__Tasks for this exercise__
(1) Write out the passage from the text on NHS staff absences. Start at the words "Musculoskeletal problems, including" and stop after the words "patient care backlogs.".
(2) According to the text on NHS staff absences, how many extra places will the partnership with Nuffield Health provide for NHS staff?
(3) List the types of pain that the text on NHS staff absences names as musculoskeletal problems.
═══ Text block ═══
Musculoskeletal problems, including back, knee, hip, and neck pain, are the second leading cause of NHS staff absences, surpassed only by mental health issues.

In December 2023 alone, NHS workers missed a record 198,000 days due to these issues, marking a 13 per cent increase from the 174,000 days recorded in December 2019.

Nurses and health visitors accounted for 52,000 of these days, up from 47,000 pre-pandemic, while doctors took 3,500 days off, a 9 per cent increase from 2019.

The partnership with Nuffield Health will provide up to 4,000 extra places for NHS staff in Nuffield Health’s Joint Pain Programme at no cost.

This programme aims to help staff suffering from joint pain remain in or return to work, thus addressing both staff shortages and patient care backlogs.

Labour also has other initiatives, such as collaborations with Virgin/O2 to help children with type-1 diabetes and high street opticians to reduce eye test waiting lists.

“NHS staff can’t treat patients if they are in debilitating pain themselves. Keir Starmer’s mission-driven government will get NHS staff treated and back to work to help clear the backlog,” added Streeting.

“We will care for carers, so they can care for us,” he added.

“Labour will harness all the talents of our country’s public sector, business, and civil society to make our NHS fit for the future,” he continued.

Jill Pritchard, Nuffield Health’s Hospitals Commercial Director, highlighted the importance of this initiative, stating:

“Low-impact, supported exercise can be transformative and accessible, yet its benefits are not widely understood, leaving many people without the support they need.”

“At Nuffield Health, our community rehabilitation programmes are leading the charge with 10,000 people benefiting each year. We welcome the opportunity to work with Labour to extend this vital resource,” she continued.
═══ Records ═══
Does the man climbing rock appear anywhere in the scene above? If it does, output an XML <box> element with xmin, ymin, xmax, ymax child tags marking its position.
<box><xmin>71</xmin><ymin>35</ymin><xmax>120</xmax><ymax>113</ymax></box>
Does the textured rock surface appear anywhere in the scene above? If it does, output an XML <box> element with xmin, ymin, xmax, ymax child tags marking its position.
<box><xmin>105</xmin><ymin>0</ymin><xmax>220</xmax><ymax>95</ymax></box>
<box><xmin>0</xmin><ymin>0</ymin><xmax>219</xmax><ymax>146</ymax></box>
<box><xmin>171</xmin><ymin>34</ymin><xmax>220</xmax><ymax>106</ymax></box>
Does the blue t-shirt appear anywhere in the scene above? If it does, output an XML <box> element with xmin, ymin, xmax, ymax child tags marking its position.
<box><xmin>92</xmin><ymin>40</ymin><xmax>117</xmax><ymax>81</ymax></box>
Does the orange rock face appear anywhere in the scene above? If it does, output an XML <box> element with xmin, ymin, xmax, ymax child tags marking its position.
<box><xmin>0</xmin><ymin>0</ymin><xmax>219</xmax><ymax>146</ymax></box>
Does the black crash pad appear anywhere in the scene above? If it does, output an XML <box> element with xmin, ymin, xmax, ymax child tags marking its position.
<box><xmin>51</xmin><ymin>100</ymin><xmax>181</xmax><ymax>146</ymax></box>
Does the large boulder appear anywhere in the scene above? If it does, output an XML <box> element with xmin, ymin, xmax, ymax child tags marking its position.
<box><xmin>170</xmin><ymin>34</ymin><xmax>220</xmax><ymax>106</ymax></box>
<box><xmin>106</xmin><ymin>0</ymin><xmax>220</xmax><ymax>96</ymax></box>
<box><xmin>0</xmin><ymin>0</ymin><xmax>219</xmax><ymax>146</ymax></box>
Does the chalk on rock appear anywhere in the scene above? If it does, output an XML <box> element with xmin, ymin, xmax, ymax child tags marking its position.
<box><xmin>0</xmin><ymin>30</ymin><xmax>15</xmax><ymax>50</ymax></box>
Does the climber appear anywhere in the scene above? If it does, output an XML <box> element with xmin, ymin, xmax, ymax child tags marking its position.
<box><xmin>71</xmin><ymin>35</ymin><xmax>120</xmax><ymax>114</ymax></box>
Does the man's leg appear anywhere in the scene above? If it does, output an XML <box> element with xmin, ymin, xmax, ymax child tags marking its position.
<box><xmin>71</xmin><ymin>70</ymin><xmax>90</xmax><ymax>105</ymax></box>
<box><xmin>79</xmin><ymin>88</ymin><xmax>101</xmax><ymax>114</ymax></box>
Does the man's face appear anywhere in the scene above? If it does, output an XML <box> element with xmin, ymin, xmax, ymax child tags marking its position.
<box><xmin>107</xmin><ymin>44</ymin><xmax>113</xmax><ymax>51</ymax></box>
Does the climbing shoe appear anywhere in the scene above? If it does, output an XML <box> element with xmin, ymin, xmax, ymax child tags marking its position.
═══
═══ Records ═══
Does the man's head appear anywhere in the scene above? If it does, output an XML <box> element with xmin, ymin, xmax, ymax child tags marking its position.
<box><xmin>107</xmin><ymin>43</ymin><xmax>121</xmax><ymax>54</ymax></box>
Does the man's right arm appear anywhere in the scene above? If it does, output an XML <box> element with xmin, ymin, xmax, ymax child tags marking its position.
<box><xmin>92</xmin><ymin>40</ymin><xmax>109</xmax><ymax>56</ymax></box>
═══
═══ Records ═══
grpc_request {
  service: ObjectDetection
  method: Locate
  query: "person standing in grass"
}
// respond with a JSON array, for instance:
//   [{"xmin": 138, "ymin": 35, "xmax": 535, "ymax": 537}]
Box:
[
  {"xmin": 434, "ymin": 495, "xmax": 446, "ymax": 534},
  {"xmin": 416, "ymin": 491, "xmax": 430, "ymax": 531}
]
═══
__Answers by task__
(1)
Musculoskeletal problems, including back, knee, hip, and neck pain, are the second leading cause of NHS staff absences, surpassed only by mental health issues.

In December 2023 alone, NHS workers missed a record 198,000 days due to these issues, marking a 13 per cent increase from the 174,000 days recorded in December 2019.

Nurses and health visitors accounted for 52,000 of these days, up from 47,000 pre-pandemic, while doctors took 3,500 days off, a 9 per cent increase from 2019.

The partnership with Nuffield Health will provide up to 4,000 extra places for NHS staff in Nuffield Health’s Joint Pain Programme at no cost.

This programme aims to help staff suffering from joint pain remain in or return to work, thus addressing both staff shortages and patient care backlogs.

(2) Up to 4,000 extra places in Nuffield Health's Joint Pain Programme, at no cost.

(3) Back pain, knee pain, hip pain, neck pain